++++ Records for this task

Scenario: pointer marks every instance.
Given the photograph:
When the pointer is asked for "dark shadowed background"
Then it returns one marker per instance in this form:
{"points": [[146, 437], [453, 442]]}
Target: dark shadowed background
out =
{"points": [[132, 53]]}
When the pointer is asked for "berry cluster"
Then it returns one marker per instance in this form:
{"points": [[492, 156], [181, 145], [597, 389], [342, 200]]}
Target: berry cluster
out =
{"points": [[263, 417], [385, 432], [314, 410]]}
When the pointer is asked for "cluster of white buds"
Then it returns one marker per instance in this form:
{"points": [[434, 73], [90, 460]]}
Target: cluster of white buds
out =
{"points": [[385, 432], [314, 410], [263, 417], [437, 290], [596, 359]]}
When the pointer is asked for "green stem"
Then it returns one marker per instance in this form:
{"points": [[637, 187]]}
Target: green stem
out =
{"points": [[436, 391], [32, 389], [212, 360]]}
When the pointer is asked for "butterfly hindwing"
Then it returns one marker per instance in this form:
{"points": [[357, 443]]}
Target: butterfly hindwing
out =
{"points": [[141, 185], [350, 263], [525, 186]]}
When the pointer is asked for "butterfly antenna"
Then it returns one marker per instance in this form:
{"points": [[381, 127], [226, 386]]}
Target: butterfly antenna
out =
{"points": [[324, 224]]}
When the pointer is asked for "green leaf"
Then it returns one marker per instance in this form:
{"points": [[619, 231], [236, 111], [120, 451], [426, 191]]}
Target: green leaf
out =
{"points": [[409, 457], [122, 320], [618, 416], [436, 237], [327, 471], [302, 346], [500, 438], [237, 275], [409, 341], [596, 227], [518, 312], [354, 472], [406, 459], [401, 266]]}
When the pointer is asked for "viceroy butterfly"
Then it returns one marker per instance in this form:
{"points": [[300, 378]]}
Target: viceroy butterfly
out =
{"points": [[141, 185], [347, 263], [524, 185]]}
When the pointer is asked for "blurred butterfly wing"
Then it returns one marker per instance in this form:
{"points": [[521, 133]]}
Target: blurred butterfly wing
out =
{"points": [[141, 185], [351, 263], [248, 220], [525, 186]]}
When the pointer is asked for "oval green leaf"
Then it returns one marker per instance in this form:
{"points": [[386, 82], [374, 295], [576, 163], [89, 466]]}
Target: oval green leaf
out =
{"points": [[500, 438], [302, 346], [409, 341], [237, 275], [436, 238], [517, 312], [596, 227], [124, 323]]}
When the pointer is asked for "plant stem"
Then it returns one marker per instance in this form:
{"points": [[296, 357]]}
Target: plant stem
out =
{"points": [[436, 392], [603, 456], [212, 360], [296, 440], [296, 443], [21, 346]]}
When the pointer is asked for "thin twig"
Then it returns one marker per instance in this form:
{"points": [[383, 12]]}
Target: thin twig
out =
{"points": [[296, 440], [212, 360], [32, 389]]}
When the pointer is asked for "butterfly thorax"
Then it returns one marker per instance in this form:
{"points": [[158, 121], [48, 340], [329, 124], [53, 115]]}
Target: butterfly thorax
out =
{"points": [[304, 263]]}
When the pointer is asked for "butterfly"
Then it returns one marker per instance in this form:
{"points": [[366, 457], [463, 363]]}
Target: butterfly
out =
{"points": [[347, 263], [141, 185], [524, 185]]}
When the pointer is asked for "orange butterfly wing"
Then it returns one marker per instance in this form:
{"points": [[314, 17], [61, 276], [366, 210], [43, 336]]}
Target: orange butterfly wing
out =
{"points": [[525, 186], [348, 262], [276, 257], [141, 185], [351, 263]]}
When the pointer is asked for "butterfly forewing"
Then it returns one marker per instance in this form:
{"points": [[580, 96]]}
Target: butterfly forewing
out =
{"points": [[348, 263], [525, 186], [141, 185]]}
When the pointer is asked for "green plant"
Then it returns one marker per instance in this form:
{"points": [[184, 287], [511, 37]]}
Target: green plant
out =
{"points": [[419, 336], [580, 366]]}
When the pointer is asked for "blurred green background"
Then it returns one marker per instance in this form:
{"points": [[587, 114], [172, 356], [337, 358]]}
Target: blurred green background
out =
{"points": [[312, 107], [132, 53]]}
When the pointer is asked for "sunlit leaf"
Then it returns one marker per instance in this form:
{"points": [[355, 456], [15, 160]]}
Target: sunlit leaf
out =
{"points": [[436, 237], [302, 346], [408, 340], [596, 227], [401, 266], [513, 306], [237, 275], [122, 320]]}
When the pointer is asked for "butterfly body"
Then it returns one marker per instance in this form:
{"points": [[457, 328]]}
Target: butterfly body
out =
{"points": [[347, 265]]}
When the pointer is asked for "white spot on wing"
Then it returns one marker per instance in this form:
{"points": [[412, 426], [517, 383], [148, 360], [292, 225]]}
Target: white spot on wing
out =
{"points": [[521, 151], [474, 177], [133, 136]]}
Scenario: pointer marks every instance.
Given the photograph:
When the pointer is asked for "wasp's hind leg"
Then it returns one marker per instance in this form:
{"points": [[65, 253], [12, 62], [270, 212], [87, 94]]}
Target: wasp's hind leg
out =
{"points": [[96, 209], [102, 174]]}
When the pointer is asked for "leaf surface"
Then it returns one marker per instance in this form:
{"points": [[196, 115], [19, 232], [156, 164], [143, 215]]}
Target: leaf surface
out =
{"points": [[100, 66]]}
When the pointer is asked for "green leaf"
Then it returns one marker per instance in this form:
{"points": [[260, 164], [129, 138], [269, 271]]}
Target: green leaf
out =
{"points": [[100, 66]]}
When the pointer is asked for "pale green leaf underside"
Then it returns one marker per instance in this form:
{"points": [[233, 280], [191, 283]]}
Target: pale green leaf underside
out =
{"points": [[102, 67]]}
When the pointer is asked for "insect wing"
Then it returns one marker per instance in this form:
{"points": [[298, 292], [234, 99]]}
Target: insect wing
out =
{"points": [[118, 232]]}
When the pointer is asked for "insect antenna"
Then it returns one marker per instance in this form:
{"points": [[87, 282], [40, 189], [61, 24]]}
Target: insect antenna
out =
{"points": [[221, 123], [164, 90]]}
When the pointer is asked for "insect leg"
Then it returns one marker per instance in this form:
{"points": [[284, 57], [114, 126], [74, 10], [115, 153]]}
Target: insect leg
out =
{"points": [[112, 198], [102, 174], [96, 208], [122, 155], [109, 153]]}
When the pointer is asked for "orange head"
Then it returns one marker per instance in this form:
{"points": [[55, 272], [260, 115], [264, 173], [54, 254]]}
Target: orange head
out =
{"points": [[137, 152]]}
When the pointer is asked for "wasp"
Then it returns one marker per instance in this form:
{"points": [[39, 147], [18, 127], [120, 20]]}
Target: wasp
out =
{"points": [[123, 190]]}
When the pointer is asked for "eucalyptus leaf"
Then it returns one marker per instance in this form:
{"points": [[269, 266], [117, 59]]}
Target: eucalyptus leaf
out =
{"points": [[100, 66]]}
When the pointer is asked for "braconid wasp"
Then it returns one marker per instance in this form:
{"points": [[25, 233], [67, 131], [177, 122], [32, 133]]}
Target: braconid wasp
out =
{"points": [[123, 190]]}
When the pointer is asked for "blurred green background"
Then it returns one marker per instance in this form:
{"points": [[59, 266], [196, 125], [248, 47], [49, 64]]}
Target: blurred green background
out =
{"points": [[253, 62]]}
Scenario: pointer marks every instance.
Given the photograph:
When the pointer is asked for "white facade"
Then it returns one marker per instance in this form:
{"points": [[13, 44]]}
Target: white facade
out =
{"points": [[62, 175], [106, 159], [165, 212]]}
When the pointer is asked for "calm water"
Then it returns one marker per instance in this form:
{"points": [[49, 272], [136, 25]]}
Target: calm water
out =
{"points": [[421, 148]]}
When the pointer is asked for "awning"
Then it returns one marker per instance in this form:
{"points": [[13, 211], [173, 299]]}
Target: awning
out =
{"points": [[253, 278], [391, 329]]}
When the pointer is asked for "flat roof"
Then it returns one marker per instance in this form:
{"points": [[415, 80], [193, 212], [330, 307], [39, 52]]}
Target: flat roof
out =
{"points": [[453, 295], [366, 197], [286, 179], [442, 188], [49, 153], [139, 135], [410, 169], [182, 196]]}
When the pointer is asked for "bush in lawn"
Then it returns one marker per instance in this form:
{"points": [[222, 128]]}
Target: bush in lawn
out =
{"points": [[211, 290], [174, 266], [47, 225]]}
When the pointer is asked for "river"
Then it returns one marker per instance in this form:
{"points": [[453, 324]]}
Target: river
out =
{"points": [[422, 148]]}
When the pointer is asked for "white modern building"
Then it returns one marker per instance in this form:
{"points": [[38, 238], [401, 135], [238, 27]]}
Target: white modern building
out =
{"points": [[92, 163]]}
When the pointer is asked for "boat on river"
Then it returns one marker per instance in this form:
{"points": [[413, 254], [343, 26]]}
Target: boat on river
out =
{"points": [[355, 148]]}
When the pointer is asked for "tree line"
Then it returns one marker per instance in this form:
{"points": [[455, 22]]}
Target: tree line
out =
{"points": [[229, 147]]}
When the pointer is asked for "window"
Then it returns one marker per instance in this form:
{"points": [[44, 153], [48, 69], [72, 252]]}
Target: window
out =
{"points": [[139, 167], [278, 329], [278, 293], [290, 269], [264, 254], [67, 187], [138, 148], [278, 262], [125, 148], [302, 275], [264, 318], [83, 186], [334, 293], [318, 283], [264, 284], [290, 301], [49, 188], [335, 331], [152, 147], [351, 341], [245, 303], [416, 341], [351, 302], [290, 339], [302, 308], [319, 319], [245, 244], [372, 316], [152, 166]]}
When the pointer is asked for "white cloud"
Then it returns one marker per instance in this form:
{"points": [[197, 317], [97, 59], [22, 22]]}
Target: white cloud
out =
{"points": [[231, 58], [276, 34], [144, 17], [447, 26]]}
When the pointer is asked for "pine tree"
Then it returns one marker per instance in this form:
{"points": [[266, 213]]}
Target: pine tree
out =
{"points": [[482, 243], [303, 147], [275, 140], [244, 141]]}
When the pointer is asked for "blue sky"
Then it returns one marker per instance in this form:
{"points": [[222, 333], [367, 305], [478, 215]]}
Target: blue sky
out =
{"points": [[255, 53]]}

++++++++

**Instructions to follow:**
Pick out every line in the material above that contains the word "awning" and copy those lines. Case counts.

**Worked answer:**
When the pointer is asked for "awning"
Target: awning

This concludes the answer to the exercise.